DIRECTION 1:
Answer these questions from the book shoutout below about A Hive for the Honey Bee, one per line.
(a) What is the name of the worker bee who is the main character?
(b) Which bees does the shoutout say do all the work?
(c) What is Moe, and what is he searching for?
DIRECTION 2: Reproduce word for word the part of the book shoutout below about A Hive for the Honey Bee that opens with the words containing "Well, A Hive" and closes with "work are females.".
DIRECTION 3: Resume the book shoutout below about A Hive for the Honey Bee, picking up right after its final sentence.

PASSAGE GIVEN:
Posted tagged ‘Fantasy’

Mia’s Book Shoutout #4

April 1, 2012

Fifth grade book lover Mia shares her favorite books

“A Book to Get You Buzzing About Spring
Have you ever thought about a bee’s life? What it does, all the different kinds of bees: which ones are useful; which ones are not; how long a bee lives; or how you get honey, I mean real honey?
Well, A Hive for the Honey Bee is told from all sorts of bee perspectives and Thora is the main character. Thora, is a worker bee and we follow her through her life. To really appreciate this book, you really need to know a few things about bees. First, the queen controls everything. Second, the drones do absolutely nothing– well, it’s awkward, but the drones are needed for the queen bee to make babies. Third, all the bees that work are females.
Back to the story which starts when the queen bee leaves Thora’s hive to start a new hive somewhere else. Of course you probably know that it is bad for a honey bee hive for the queen to leave, because the queen controls all the work orders. And, just all the bees knowing the queen is there helps everyone. So a hive must learn how to survive with only about 100 bees and no queen, so if you want to learn how the hive survives in this beautifully illustrated and written book, I recommend you read it now.  But if you are not too interested in bees, there is another part of this story!  It is about Moe, a drone, and his search to find idleness for all worker bees whether they want it or not.  He can see how unfair the hive is, even though most drones are too blind to see it themselves.

DATA LISTING:
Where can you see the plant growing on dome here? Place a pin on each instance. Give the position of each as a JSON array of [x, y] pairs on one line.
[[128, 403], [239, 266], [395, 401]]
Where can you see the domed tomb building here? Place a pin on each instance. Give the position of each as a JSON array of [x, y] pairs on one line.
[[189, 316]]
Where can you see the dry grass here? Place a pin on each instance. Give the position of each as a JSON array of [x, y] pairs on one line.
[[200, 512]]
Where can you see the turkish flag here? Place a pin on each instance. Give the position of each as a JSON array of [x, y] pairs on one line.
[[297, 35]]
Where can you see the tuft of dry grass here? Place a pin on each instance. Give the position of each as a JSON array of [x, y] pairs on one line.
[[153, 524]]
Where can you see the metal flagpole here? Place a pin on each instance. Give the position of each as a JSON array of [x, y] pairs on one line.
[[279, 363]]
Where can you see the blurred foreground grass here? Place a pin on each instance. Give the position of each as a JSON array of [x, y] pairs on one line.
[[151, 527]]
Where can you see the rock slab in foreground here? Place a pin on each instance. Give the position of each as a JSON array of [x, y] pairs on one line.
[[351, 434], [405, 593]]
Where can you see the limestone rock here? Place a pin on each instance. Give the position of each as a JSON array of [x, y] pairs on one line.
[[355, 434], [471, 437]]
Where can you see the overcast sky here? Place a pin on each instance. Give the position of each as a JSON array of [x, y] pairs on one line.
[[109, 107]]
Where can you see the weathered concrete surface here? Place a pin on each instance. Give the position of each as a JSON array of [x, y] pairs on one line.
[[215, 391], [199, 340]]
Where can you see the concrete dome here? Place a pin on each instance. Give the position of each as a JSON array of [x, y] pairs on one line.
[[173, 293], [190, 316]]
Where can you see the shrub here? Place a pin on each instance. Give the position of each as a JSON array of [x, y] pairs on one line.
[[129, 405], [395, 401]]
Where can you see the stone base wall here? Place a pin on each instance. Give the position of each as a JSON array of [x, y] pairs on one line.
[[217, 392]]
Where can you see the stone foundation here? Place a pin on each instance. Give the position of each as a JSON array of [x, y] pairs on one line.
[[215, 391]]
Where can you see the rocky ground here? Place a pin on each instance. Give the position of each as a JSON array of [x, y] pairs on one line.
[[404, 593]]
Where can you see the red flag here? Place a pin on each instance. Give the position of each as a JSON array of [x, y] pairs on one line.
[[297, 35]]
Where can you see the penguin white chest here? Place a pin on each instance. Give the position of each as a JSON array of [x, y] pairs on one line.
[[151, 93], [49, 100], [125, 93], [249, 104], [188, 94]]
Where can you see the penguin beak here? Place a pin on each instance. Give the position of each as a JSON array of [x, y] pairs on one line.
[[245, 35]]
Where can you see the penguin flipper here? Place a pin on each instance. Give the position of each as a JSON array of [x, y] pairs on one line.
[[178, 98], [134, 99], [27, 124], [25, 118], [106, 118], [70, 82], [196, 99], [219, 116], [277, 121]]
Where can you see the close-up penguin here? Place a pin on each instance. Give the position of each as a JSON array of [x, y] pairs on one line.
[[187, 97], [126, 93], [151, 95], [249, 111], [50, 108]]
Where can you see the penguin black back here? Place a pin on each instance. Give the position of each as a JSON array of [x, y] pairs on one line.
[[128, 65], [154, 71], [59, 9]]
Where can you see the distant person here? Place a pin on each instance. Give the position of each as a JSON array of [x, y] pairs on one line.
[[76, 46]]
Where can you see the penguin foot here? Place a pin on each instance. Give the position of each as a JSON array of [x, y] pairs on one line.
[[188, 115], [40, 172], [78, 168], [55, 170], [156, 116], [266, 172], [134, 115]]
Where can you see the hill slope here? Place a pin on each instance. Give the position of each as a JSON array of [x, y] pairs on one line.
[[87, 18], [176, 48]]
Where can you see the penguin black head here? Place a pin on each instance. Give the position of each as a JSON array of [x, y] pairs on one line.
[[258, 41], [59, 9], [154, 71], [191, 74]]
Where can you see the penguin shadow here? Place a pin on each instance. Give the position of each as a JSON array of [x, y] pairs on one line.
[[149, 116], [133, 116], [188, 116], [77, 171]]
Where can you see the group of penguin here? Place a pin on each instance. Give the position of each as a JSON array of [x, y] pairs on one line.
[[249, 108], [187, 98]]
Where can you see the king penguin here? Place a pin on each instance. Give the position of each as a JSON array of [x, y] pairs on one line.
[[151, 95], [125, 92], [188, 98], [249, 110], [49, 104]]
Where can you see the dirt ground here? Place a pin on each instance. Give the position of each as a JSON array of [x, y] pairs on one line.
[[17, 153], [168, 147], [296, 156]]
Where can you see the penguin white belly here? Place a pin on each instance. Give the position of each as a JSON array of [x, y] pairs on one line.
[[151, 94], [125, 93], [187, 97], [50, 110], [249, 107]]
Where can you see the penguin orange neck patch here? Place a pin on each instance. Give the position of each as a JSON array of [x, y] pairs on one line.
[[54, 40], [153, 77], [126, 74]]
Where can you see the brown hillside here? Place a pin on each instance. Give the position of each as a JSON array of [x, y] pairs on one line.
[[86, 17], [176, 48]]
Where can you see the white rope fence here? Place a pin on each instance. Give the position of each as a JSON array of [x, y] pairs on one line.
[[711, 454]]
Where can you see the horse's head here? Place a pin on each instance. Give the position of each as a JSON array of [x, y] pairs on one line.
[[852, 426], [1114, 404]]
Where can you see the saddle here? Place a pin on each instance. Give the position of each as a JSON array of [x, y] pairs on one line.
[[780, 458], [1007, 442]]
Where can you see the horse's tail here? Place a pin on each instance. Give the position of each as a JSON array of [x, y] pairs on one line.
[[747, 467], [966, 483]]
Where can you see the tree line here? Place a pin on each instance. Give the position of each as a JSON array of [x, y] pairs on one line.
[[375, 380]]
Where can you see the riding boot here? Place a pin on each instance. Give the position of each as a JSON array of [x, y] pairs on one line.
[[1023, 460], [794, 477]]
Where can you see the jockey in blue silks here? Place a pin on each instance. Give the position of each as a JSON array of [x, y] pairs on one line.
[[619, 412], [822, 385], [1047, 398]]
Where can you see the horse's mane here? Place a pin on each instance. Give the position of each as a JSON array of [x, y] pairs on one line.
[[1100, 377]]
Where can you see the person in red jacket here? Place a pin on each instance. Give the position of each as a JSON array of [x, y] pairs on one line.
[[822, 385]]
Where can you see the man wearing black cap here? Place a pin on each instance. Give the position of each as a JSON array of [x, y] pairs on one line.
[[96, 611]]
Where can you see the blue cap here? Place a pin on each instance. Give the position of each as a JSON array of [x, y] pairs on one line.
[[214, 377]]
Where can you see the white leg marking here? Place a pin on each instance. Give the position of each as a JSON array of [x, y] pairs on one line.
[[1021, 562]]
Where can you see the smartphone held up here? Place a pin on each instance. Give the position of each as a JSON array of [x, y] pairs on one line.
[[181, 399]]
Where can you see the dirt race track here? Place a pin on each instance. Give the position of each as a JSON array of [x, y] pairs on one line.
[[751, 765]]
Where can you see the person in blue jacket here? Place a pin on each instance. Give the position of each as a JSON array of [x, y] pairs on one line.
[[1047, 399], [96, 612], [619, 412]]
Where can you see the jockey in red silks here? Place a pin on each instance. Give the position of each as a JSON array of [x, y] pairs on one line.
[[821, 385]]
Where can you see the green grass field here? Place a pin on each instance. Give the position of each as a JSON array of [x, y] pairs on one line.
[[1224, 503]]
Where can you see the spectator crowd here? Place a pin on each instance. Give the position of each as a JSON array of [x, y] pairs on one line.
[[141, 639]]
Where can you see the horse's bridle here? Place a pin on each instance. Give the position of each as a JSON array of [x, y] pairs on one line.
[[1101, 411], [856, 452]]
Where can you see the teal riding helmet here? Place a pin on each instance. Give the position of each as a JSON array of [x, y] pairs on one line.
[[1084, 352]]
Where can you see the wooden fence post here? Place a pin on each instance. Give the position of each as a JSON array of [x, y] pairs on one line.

EXERCISE ANSWER 1:
(a) Thora
(b) The females
(c) Moe is a drone, and he is searching for idleness for all worker bees, whether they want it or not.

EXERCISE ANSWER 2:
Well, A Hive for the Honey Bee is told from all sorts of bee perspectives and Thora is the main character. Thora, is a worker bee and we follow her through her life. To really appreciate this book, you really need to know a few things about bees. First, the queen controls everything. Second, the drones do absolutely nothing– well, it’s awkward, but the drones are needed for the queen bee to make babies. Third, all the bees that work are females.

EXERCISE ANSWER 3:
A Hive for the Honey Bee is so sad and good. When you finish it you will probably start to cry because Soinbhe Lally is a truly amazing author. Her writing in this book is SO beautiful. This book might be hard to get into at first, but if you just keep pushing through, you will eventually come out on top with the beauty of it. So if this sounds appealing to you, go to the “L” section of the Crescent Park School Library and read it. So, on your mark, get set, BUZZ!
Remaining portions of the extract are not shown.